**WRITTEN PROBLEM:** Quote, word for word, every line starting at the line that contains "the woman's ear" and ending with the last line of the records; include both of these lines and no others.

Begin

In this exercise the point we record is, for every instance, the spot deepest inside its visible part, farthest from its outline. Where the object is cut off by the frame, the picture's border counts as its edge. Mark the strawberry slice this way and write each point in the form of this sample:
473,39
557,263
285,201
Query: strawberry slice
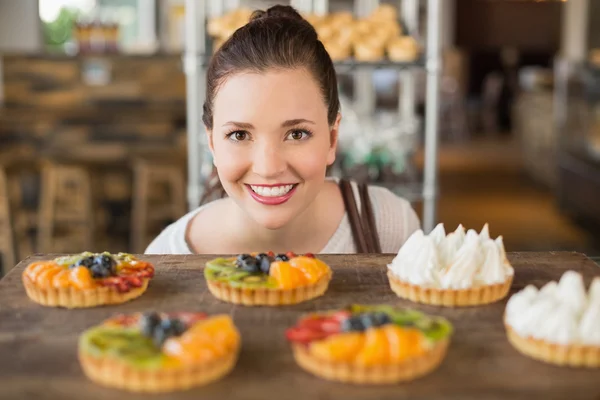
134,281
304,335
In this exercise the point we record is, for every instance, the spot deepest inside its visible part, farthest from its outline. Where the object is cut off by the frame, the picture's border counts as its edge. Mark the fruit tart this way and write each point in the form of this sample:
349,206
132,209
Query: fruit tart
87,279
458,269
370,344
558,324
267,278
159,352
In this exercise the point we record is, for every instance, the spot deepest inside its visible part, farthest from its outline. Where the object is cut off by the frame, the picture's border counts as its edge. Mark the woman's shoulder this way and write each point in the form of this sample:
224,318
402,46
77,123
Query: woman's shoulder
394,216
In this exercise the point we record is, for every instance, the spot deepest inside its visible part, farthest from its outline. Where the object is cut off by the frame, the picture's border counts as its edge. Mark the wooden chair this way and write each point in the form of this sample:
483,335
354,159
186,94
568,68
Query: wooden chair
65,219
158,196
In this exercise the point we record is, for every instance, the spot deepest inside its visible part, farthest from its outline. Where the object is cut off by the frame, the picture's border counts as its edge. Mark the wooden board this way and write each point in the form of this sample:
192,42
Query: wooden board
38,345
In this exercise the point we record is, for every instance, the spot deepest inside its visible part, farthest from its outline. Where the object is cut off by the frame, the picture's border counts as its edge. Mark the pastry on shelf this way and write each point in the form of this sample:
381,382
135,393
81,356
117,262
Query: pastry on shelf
367,51
267,278
558,324
403,49
458,269
157,352
87,279
370,344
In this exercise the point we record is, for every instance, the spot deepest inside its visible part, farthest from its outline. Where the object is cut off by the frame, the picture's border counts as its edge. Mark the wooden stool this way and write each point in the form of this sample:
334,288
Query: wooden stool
65,205
147,204
7,245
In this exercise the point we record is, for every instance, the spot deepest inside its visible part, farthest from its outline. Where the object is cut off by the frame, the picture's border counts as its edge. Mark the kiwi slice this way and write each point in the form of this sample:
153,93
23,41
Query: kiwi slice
127,344
257,280
225,270
434,328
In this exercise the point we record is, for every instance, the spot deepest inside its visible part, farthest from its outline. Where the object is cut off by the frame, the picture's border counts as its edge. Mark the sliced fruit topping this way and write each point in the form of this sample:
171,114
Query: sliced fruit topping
81,278
342,347
361,322
287,276
204,341
159,329
101,265
126,344
312,268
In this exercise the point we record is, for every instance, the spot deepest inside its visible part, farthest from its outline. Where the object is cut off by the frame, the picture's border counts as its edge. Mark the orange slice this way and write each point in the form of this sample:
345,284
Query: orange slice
312,268
45,276
287,276
342,347
204,341
376,349
82,278
62,279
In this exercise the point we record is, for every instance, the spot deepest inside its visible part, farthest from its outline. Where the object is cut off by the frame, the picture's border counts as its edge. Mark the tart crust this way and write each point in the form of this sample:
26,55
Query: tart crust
407,370
112,372
268,296
474,296
81,298
571,355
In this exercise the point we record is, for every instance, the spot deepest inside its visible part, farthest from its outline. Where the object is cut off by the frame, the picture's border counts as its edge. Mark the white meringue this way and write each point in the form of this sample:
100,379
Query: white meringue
560,312
459,260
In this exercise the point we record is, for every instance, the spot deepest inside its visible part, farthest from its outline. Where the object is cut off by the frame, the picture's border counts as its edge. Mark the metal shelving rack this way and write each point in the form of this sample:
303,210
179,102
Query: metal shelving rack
195,56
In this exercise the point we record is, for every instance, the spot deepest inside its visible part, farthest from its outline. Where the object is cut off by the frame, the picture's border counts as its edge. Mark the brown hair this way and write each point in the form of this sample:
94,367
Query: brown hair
278,38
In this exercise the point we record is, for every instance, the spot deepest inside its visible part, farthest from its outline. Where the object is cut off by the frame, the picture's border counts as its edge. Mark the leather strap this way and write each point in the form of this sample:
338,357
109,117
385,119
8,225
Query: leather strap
362,224
353,216
368,219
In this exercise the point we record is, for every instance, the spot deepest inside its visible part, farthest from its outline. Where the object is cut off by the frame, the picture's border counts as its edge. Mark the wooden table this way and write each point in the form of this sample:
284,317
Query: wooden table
38,345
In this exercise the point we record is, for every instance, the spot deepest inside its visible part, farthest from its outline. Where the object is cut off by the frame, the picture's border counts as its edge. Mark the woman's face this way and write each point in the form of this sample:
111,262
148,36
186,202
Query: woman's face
271,143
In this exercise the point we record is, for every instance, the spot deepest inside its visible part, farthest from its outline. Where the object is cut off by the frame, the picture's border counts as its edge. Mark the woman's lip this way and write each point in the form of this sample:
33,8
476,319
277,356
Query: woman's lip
271,201
275,185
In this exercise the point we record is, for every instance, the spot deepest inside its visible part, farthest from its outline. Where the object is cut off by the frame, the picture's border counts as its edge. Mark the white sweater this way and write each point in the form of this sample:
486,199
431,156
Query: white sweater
394,217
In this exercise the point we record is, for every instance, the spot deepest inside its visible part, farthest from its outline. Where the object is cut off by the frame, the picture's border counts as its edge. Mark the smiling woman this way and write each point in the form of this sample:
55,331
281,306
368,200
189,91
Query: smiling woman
272,115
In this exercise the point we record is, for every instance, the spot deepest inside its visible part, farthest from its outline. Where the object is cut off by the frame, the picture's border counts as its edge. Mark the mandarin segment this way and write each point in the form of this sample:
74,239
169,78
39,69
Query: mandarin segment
312,268
82,278
204,341
287,276
342,347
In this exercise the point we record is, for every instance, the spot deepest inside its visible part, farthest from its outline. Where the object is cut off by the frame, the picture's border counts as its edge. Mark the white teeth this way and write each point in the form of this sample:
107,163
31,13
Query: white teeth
274,191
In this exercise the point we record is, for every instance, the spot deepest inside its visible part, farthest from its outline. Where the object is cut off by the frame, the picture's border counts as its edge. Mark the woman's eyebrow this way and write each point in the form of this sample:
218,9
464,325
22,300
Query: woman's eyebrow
243,125
292,122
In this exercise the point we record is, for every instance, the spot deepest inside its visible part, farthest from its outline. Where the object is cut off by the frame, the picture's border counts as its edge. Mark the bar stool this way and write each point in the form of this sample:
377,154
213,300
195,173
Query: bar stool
65,219
151,203
7,245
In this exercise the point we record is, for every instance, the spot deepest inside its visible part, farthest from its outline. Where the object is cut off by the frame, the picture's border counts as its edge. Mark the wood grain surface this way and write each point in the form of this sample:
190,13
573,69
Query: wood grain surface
38,345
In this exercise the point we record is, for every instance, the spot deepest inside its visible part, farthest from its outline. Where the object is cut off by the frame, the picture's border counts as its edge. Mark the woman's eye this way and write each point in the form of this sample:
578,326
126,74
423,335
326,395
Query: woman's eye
298,135
238,136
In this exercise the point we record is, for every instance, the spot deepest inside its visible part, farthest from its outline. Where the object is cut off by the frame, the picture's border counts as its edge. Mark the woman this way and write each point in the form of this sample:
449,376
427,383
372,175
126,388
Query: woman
272,117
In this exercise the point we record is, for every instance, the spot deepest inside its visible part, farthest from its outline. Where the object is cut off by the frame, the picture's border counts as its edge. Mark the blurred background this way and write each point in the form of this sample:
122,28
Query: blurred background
93,138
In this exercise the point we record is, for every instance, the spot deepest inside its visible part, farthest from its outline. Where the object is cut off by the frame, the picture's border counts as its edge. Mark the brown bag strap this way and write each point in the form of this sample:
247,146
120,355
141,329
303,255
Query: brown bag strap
369,218
362,223
353,216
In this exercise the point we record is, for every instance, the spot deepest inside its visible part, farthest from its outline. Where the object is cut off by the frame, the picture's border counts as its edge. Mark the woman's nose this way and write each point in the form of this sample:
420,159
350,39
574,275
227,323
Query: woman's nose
268,161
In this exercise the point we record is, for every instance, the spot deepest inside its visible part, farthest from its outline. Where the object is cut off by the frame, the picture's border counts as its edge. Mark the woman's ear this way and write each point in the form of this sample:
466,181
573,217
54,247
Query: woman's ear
209,140
333,139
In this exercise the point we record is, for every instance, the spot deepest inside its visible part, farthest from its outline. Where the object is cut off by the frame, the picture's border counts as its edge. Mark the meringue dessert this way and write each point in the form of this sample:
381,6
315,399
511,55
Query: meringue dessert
558,324
458,269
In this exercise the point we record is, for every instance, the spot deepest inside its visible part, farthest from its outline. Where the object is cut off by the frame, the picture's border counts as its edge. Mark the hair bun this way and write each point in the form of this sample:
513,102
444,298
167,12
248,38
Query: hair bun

End

**RESPONSE BELOW:**
In this exercise the point we record is, for every instance, the spot deepest inside its visible part, farthest from its outline. Where the object is cut off by the frame, the picture's border counts as its edge. Mark the woman's ear this way and write each point in the form of this sample:
466,181
573,217
54,247
Query: woman's ear
209,140
333,139
In this exercise the point we record is, for every instance, the spot deepest inside its visible part, farthest from its outline. Where the object is cut off by the frame, the picture's border counts as its edge. Mark the meringue dessert this way and write each point in the form of this sample:
381,6
315,399
511,55
Query: meringue dessert
558,324
458,269
In this exercise the point we record is, for every instance, the spot deepest inside its visible part, farthest from its outline. Where the object is cut off by the frame, the picture's border counts as its edge. Mark the hair bun this way and write each point in the form of this sample:
513,102
444,298
167,12
248,38
Query: hair bun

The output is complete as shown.